### Written request a
In the Brussels Brief item, what reason is given for rejecting the two Commissioner-designates from Hungary and Romania?

### Excerpted text
┏━━
1. Story of the Week
It's a new season for the EU and Brussels Brief is back to report on the casting of the major characters. The European Parliament this week began its grilling all of the potential members of the College of Commissioners as announced by Commission President elect Ursula von der Leyen in early September. However, two of the Commissioner-designate did not even make it to the casting stage. Hungary's Laszlo Trocsanyi’s candidacy was culled and Romanian contender Rovina Plumb was duly quashed in a double whammy by the EP's JURI committee. The charge? A finding of conflict of interest following an examination of their respective declaration of interests. Other than those the rest of the 24 commissioners in the hotseat (UK did not propose one) started to go through the process that is as exciting as the trial of OJ Simpson for those in the Brussels bubble as it is watching paint dry for those outside. So far the stars include returning champion Irishman Phil Hogan, Mariya Gabriel and Maroš Šefčovič who sailed through their hearings. Rookie nominee for International Partnerships, Jutta Urpilainen took a bit of a beating for the fallback surrounding her development profile and Polish nominee Janusz Wojciechowski showed a lack of knowledge which some MEPs described as ''vague'' However the biggest protagonist so far was former MEP Sylvie Goulard. MEPs did not let go of the fact that she is being investigated for misuse of funds and other dealings that forced her to resign as French minister for the Armed Forces after just two months in office.
┗━━
### Written request b
Please select every line of the rows that contains the word "concrete", treating uppercase and lowercase as different.

### Listed entries
┏━━
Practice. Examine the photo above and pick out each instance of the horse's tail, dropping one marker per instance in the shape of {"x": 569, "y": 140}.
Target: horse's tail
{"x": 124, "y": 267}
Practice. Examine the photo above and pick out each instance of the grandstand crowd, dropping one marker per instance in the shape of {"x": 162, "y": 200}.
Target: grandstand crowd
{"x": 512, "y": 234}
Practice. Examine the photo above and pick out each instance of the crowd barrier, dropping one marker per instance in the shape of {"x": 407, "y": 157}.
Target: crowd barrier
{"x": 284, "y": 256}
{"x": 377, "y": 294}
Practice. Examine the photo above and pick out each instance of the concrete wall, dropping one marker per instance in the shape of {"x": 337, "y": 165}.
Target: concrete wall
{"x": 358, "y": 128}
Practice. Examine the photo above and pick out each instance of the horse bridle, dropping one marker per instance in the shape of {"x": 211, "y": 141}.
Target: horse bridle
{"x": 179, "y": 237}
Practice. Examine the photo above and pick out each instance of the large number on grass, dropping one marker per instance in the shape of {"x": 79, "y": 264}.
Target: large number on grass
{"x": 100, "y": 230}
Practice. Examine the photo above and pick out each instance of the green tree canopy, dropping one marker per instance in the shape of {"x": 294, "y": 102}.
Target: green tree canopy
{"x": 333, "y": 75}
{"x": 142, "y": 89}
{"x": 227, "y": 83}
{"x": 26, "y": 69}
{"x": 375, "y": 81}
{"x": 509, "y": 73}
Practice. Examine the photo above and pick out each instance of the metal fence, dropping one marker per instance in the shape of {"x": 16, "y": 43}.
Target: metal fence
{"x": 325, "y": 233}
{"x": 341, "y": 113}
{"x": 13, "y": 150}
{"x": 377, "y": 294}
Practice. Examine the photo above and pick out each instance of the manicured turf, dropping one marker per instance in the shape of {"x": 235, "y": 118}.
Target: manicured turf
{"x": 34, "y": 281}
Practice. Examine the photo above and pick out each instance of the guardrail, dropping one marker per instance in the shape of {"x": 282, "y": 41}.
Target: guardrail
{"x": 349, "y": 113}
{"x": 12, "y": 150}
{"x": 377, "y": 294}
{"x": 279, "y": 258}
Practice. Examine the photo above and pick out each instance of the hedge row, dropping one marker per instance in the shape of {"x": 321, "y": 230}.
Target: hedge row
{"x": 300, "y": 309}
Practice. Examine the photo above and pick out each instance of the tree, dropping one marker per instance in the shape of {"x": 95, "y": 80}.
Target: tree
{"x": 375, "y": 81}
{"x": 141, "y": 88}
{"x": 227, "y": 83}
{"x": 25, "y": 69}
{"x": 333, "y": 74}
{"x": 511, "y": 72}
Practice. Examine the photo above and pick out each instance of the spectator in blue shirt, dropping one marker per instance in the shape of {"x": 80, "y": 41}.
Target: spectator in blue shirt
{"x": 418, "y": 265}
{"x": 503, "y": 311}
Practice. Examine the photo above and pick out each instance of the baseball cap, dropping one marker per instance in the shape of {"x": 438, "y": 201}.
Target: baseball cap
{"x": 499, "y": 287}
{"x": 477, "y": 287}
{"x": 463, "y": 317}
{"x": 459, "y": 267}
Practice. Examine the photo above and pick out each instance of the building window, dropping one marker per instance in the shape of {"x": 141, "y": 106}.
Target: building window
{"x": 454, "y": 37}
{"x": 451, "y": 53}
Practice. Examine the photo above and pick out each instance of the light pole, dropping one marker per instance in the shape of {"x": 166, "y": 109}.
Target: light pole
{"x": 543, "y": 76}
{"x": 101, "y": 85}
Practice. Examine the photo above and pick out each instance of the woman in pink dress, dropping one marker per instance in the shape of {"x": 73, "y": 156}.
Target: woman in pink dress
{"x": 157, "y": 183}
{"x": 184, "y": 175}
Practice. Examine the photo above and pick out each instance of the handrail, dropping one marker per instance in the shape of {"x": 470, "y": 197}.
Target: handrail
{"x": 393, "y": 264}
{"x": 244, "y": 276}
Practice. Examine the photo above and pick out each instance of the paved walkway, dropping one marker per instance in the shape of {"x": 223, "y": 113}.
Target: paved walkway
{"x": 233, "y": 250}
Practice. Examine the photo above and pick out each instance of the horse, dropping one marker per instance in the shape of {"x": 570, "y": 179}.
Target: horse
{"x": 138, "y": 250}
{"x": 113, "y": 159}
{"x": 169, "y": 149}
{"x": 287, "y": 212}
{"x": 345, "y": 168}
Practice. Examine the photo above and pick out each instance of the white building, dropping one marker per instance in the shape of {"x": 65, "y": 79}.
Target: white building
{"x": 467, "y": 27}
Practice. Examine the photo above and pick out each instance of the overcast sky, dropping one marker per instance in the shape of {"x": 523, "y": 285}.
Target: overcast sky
┗━━
### Exercise output a
A finding of conflict of interest after their declarations of interests were examined.

### Exercise output b
Practice. Examine the photo above and pick out each instance of the concrete wall, dropping one marker per instance in the shape of {"x": 337, "y": 165}.
Target: concrete wall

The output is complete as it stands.